OBJECTIVE:
Turn the listing lines from the one containing "Spot chair armrest in this frame." through the one containing "411 150 458 187" into a numbered list, skipping blank lines and leaving out the pictures.

INPUT FOR THIS TASK:
______
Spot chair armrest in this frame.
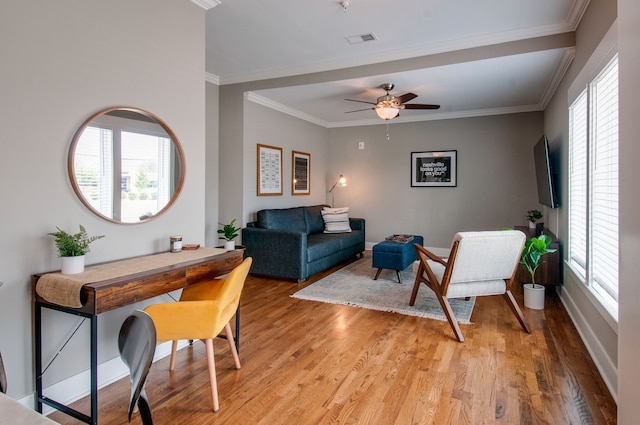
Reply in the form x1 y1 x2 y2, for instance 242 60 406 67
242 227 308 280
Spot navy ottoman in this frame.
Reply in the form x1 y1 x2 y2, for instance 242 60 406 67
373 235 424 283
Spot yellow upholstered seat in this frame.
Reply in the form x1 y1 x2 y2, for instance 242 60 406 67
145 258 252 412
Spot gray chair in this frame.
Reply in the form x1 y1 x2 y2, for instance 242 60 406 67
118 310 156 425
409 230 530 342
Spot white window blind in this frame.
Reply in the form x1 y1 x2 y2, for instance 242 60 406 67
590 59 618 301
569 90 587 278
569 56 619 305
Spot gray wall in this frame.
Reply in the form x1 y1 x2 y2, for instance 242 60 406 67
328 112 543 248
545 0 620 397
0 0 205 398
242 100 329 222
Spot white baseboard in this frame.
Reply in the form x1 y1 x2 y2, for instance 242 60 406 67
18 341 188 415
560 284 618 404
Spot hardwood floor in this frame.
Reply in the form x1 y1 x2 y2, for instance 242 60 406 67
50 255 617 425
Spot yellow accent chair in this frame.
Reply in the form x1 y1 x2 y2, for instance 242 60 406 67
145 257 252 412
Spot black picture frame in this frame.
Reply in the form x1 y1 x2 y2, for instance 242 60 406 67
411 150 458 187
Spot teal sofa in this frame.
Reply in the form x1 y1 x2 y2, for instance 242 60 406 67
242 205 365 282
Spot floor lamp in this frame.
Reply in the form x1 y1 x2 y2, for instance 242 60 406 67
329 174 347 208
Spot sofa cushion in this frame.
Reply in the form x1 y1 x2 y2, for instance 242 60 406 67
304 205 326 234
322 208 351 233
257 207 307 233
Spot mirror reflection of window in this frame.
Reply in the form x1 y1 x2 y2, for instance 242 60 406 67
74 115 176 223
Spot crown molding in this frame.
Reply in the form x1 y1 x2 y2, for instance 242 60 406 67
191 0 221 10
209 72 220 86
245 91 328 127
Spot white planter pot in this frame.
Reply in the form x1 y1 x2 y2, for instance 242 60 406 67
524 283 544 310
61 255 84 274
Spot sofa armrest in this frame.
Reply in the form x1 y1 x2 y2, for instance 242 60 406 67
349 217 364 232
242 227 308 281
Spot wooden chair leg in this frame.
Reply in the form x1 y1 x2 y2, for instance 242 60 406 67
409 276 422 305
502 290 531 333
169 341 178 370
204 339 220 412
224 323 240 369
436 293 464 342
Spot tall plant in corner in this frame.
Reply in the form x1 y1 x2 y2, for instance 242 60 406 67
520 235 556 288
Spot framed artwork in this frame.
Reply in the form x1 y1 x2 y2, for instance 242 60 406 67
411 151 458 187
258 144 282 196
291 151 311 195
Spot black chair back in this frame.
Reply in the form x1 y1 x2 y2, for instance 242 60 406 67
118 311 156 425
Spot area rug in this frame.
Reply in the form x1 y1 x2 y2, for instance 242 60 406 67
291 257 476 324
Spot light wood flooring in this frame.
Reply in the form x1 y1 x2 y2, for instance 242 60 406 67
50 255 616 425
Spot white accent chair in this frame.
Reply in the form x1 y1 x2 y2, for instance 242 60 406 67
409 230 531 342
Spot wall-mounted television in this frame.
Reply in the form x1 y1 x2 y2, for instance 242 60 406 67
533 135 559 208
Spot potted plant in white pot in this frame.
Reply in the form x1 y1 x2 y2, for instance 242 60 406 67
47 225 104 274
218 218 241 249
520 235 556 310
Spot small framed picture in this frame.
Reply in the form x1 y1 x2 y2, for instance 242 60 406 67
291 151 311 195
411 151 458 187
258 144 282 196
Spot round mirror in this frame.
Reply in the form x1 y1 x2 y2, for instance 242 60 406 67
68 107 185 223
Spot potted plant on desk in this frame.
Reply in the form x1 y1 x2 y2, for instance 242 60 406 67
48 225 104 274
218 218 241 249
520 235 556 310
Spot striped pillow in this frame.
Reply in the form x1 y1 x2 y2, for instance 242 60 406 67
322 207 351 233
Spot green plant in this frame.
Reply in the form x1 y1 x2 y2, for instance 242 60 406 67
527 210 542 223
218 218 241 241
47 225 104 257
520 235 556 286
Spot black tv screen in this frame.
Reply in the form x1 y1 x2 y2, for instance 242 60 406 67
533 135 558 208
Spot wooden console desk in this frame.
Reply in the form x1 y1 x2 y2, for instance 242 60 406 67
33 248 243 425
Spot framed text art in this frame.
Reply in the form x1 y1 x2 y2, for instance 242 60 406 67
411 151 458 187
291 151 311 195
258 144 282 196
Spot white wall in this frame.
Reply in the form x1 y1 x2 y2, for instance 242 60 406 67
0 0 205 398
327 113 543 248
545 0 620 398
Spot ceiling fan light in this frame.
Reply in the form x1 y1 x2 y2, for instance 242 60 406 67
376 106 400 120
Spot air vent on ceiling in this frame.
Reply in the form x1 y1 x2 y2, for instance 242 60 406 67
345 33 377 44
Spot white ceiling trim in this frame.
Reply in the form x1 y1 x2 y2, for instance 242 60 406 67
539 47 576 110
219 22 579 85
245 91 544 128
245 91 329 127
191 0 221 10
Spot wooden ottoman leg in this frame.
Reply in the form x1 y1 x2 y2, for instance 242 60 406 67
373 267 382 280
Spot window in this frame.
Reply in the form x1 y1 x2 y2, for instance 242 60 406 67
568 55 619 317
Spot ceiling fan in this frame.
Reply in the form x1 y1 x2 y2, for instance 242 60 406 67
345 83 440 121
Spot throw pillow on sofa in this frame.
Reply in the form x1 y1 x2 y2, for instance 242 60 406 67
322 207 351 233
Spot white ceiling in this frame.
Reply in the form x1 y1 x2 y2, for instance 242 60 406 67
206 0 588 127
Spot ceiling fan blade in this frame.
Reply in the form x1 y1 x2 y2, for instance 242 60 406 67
______
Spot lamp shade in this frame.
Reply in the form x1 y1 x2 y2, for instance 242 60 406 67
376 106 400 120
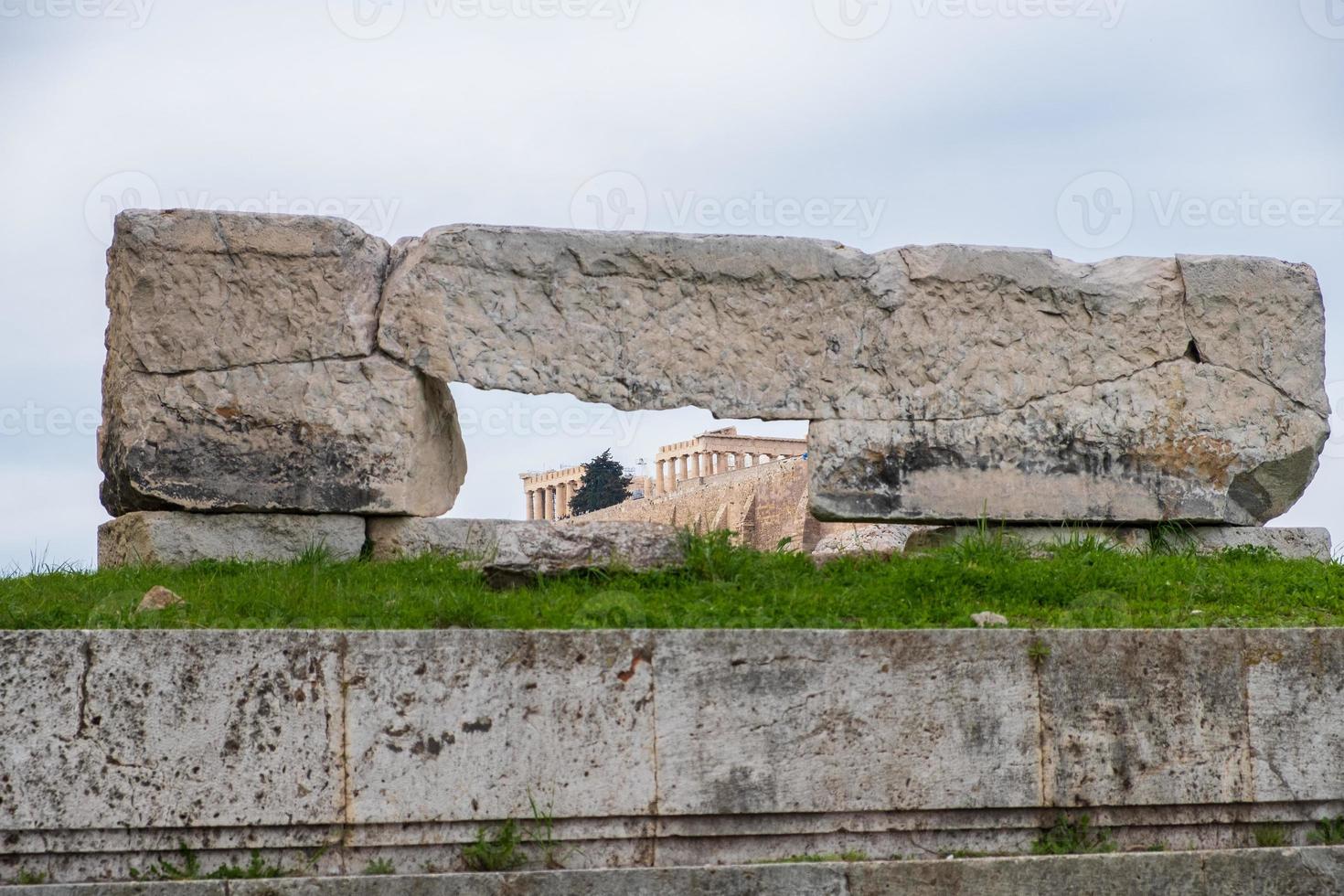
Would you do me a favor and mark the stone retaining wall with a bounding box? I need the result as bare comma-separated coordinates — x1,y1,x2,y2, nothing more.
______
RESULT BELOW:
1. Spot chair armrest in this frame.
2. Reply in the form x1 y1 x2 y2, for instance 242 60 406 67
3. 242 227 308 280
4. Spot navy ottoman in this frame.
5. Reply in the form x1 y1 x2 y2, for instance 242 60 406 67
6. 373 235 424 283
7. Spot yellow upholstered seat in this frame.
8. Reply in the form x1 y1 x2 y2, for instance 242 60 406 67
9. 145 258 252 412
10. Spot gray chair in this frame.
11. Reply in the form x1 y1 x2 y2, for instance 242 60 406 67
12. 118 310 156 425
13. 409 230 530 342
14. Spot white window blind in this frame.
15. Reply in the form x1 y1 x2 y2, for instance 242 60 406 67
16. 590 59 618 301
17. 569 90 587 278
18. 569 56 619 305
19. Spot gray wall in this frame.
20. Reply in the form x1 y1 x2 y2, for instance 242 60 406 67
21. 328 112 543 248
22. 545 0 620 397
23. 0 0 205 398
24. 242 100 329 222
25. Spot white baseboard in this frame.
26. Reply in the form x1 y1 x2 y2, for instance 242 60 406 67
27. 18 341 188 415
28. 560 284 618 404
29. Spot hardwood floor in this frame.
30. Reply in the form x1 y1 x2 y2, for instance 242 60 406 67
31. 50 255 617 425
32. Spot yellow accent chair in this frame.
33. Reply in the form x1 y1 x2 y2, for instance 242 60 406 67
34. 145 257 252 412
35. Spot black picture frame in this frame.
36. Reply in the form x1 y1 x2 y2, for instance 242 60 406 67
37. 411 150 458 187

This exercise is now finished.